THE PROBLEM ::
Each line in the data holding "elderly" should be listed.

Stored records
★ ★ ★ ★ ★ ★ ★
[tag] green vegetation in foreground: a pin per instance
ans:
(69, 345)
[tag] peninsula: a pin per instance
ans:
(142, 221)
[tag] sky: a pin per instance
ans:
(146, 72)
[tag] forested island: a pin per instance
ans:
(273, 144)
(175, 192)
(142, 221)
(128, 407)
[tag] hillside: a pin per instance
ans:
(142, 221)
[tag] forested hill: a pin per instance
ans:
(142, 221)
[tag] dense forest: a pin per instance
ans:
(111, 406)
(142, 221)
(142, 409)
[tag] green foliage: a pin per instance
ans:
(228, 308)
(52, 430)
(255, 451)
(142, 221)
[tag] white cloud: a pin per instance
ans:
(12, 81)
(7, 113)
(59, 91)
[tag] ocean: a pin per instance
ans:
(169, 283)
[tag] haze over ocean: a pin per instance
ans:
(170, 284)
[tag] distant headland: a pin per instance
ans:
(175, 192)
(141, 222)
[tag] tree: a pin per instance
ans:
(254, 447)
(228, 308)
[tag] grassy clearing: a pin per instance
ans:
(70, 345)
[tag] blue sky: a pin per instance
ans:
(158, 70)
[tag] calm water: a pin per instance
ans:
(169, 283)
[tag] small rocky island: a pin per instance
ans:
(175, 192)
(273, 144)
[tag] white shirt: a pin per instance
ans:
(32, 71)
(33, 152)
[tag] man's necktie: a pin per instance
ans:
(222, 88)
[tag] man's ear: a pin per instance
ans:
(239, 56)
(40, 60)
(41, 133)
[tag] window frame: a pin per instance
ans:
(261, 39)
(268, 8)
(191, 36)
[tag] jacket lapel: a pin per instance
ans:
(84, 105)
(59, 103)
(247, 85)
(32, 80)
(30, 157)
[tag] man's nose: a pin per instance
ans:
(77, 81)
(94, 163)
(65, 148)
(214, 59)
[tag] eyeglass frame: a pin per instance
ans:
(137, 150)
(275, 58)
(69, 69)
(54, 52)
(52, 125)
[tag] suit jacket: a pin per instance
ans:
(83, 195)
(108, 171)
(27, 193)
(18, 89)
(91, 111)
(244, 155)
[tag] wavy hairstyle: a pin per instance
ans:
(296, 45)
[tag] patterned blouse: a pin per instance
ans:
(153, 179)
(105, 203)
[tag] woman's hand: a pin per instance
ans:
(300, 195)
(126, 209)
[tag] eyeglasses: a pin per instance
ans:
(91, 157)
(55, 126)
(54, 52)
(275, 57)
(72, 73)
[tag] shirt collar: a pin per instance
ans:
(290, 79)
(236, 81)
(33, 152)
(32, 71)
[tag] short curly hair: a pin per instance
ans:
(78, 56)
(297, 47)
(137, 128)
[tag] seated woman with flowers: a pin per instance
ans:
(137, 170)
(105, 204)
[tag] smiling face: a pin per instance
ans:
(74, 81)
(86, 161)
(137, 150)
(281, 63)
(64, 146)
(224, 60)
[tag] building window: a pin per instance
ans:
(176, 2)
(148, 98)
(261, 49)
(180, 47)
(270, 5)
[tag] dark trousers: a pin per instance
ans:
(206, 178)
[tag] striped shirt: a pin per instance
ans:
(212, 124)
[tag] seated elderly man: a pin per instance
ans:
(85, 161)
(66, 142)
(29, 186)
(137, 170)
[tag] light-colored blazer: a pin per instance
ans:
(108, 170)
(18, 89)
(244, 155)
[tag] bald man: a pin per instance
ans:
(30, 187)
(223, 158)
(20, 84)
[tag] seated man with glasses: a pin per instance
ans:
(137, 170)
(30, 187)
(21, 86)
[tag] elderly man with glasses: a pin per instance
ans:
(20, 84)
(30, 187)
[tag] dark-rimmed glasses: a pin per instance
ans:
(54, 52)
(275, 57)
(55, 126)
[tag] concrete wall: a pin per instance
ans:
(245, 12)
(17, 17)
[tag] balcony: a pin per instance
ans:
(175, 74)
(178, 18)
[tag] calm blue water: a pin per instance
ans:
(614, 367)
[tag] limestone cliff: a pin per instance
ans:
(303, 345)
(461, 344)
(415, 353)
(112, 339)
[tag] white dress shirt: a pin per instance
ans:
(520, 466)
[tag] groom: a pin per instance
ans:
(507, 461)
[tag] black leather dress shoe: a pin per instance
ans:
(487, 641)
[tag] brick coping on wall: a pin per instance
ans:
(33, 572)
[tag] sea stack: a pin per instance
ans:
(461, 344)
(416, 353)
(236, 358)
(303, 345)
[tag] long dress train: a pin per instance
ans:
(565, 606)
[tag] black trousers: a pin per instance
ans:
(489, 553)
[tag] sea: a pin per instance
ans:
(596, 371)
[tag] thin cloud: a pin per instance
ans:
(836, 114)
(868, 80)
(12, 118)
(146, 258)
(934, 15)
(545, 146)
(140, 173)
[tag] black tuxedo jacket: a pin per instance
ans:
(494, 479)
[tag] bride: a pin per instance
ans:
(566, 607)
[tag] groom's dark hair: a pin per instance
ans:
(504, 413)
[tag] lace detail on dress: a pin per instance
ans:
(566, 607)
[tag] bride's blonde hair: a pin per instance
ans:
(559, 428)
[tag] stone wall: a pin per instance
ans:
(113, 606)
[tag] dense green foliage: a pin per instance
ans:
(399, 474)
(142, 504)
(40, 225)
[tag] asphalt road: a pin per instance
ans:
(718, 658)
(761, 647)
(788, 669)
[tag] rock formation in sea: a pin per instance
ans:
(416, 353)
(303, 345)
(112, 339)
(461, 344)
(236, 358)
★ ★ ★ ★ ★ ★ ★
SOLUTION TO THE EXERCISE ::
[tag] seated elderly man: a pin per instance
[tag] elderly man with glasses: a pin per instance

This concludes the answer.